Rewrite the passage on legalizing prostitution from "I would consider" to "form of taxation.", putting "criminal gangs" in place of "organized criminals".
(Passage provided Opens)
I would consider making those decernments part of my role as a human being and a citizen. And I can act on them…as a citizen.
Only because it’s illegal. Legalized prostitution, with mandatory health checks, is automatically a great deal safer than illegal prostitution, and the money then goes, not to the organized criminals, but to the women themselves and to the state in the form of taxation.
However, I agree with others who have said that the viewpoint “X is immoral, therefore X should be illegal” is not one which can be a subject of rational argument. Gluttony is immoral. Should there be laws against being fat? Vanity is immoral. Should we ban cosmetics and hair salons?
I think it’s very possible that many of the bad situations faced by prostitutes are directly due to its illegality, just like the drug culture is fueled by it. Many prostitutes have to go through pimps because the pimps protect them from attackers and often pay off police. Of course, most of the pimps are abusive too, but better to face the danger you know than to open yourself up to the abuses of the street.
I’ve read a lot about the legal brothels in Nevada, and while the women there aren’t ecstatic about their work, they aren’t abused victims either. If we legalized it and restricted it to professionally run brothels, I don’t see the problem. The women are protected, disease will be curtailed (the NV prostitutes are tested regularly and always use protection), and you could even slap an entertainment tax on it. A win for everyone, unless you have a moral problem with exchanging sex for money, and I don’t–it happens all the time.
(Passage provided Closes)
(Given information Opens)
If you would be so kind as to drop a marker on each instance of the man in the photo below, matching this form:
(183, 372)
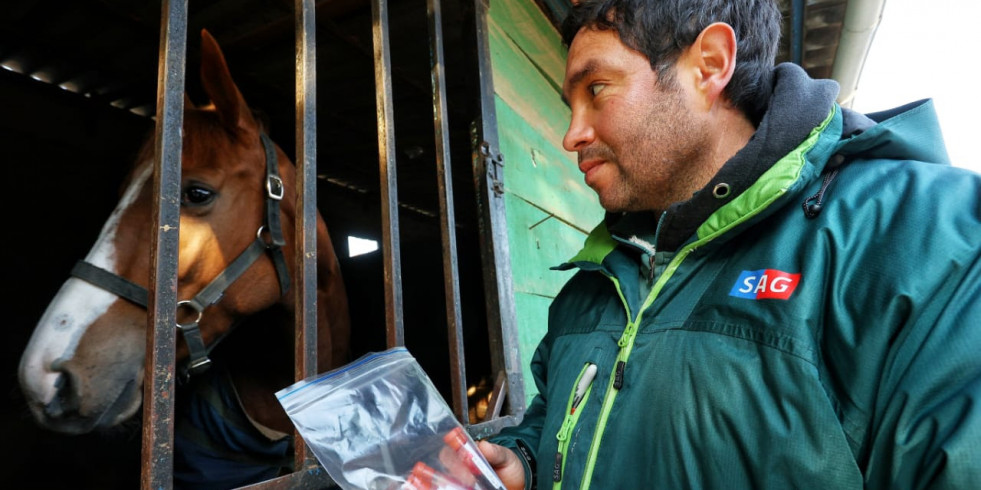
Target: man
(784, 293)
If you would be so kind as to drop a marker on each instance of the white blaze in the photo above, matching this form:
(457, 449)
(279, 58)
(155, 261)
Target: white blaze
(77, 304)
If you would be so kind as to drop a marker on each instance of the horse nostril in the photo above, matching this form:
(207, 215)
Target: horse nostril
(65, 400)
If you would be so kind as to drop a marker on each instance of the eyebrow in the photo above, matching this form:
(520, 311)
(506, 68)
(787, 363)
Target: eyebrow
(589, 68)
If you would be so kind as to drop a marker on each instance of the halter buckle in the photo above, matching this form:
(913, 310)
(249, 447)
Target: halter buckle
(274, 187)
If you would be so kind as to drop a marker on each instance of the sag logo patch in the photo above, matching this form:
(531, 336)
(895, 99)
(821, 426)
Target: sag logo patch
(765, 284)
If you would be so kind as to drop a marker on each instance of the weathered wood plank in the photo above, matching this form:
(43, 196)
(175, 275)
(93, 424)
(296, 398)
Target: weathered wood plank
(527, 27)
(526, 90)
(540, 173)
(538, 242)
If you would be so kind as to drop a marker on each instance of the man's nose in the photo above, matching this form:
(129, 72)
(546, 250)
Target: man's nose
(579, 134)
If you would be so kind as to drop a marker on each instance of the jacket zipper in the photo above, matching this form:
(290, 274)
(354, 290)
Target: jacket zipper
(626, 344)
(581, 390)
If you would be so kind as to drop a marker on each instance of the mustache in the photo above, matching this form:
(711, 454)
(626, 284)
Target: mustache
(598, 152)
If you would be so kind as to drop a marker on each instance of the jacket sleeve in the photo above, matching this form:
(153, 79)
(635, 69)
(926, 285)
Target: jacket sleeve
(523, 438)
(926, 426)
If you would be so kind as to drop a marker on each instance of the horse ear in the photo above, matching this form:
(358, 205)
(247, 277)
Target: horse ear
(221, 89)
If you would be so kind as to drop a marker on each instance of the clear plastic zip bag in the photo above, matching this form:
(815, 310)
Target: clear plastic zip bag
(378, 423)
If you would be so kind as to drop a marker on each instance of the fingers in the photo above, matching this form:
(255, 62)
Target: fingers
(507, 465)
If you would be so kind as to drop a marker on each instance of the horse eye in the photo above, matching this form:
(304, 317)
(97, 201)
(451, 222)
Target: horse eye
(196, 195)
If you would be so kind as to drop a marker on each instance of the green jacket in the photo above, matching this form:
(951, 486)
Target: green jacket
(772, 347)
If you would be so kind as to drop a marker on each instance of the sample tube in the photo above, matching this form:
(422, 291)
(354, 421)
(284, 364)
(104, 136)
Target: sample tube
(474, 461)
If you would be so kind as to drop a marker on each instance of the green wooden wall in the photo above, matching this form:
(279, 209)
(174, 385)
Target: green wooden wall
(549, 208)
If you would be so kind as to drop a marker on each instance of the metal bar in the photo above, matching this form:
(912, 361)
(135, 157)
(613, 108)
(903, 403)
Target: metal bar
(491, 427)
(311, 477)
(494, 247)
(394, 329)
(797, 32)
(447, 216)
(305, 235)
(158, 391)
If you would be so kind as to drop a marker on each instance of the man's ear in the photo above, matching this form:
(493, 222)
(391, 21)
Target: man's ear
(713, 58)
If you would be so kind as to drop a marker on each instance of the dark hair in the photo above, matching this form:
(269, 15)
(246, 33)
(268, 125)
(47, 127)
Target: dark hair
(662, 29)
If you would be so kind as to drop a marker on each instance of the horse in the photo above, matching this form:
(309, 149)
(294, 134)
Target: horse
(83, 368)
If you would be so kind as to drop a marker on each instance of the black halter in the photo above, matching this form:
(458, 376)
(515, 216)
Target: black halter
(269, 238)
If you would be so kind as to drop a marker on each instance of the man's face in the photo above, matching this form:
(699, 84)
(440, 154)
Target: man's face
(639, 145)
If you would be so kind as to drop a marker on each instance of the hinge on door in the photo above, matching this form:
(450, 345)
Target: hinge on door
(494, 163)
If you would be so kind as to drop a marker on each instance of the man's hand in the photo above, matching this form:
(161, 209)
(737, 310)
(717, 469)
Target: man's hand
(509, 469)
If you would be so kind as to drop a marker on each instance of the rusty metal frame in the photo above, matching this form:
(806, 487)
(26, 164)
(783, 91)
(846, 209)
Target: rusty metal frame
(158, 390)
(488, 170)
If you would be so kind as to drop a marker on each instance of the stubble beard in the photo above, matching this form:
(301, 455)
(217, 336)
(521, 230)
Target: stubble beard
(659, 165)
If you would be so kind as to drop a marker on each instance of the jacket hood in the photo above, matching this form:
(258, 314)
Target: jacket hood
(908, 132)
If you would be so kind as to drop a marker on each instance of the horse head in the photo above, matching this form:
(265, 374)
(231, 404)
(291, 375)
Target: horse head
(83, 368)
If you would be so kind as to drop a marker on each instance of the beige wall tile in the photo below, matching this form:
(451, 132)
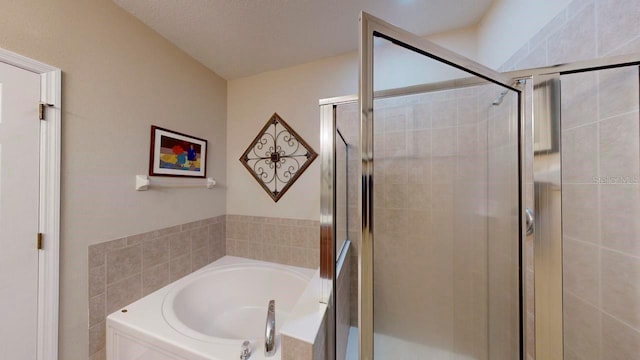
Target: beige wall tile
(124, 292)
(619, 146)
(444, 113)
(580, 217)
(576, 40)
(155, 251)
(613, 18)
(97, 280)
(123, 263)
(444, 141)
(180, 266)
(100, 355)
(97, 338)
(199, 257)
(97, 252)
(581, 270)
(619, 341)
(620, 287)
(618, 91)
(179, 244)
(97, 309)
(154, 278)
(199, 237)
(580, 154)
(582, 323)
(620, 209)
(579, 99)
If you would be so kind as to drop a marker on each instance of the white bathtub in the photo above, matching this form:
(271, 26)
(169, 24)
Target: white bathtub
(209, 313)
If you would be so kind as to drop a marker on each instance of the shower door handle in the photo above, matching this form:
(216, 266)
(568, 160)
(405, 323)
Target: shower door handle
(529, 220)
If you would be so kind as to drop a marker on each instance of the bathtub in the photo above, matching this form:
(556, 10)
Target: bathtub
(209, 313)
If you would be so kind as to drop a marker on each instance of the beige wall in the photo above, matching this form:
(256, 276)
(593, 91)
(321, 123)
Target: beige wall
(510, 23)
(294, 93)
(119, 77)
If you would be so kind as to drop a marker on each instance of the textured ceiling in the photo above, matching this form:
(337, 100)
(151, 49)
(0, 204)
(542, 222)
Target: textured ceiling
(237, 38)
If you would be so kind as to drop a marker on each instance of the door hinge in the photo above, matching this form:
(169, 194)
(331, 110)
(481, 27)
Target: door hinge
(42, 110)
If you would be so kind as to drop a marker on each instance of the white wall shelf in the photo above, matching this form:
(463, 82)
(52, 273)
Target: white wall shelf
(144, 182)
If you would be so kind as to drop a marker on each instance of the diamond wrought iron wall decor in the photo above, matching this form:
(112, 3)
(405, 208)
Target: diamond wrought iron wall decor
(277, 157)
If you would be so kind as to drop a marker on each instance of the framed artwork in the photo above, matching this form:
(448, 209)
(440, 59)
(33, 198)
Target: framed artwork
(176, 154)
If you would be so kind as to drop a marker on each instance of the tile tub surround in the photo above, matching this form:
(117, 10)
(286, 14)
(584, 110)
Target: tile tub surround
(124, 270)
(284, 241)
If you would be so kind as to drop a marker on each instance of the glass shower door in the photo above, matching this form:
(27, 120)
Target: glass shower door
(439, 259)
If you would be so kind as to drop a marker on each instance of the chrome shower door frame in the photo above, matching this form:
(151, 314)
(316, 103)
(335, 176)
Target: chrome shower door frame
(371, 27)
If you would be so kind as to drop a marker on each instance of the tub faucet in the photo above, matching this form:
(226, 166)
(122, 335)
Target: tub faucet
(270, 330)
(245, 350)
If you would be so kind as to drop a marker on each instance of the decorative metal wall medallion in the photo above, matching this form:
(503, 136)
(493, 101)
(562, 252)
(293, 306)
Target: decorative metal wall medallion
(277, 157)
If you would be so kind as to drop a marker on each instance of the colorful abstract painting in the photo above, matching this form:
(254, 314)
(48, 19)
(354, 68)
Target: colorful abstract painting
(176, 154)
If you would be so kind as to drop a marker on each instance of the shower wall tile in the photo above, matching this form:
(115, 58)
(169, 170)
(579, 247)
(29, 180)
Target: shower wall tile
(580, 215)
(582, 328)
(286, 241)
(574, 40)
(617, 91)
(621, 288)
(613, 16)
(600, 213)
(619, 341)
(555, 24)
(582, 270)
(580, 154)
(620, 211)
(619, 143)
(579, 103)
(122, 271)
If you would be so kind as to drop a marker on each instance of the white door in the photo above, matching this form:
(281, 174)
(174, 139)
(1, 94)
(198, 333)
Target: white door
(19, 197)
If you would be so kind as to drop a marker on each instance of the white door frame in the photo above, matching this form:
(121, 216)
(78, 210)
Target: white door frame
(49, 218)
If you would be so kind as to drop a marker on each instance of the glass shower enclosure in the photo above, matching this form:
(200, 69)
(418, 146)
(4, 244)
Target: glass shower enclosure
(433, 203)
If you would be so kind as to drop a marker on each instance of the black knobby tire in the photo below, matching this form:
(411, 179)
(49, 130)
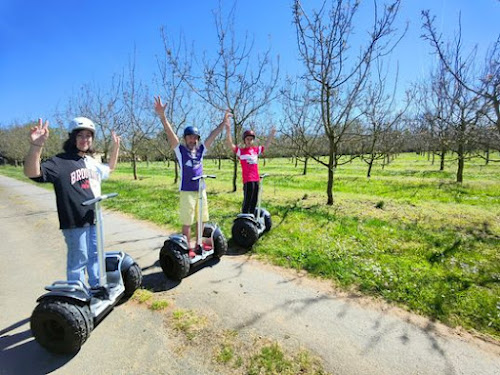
(Given information Closes)
Reply to the exercise:
I would consider making those decernments part of my role as a human being and a citizen. And I can act on them…as a citizen.
Only because it’s illegal. Legalized prostitution, with mandatory health checks, is automatically a great deal safer than illegal prostitution, and the money then goes, not to the criminal gangs, but to the women themselves and to the state in the form of taxation.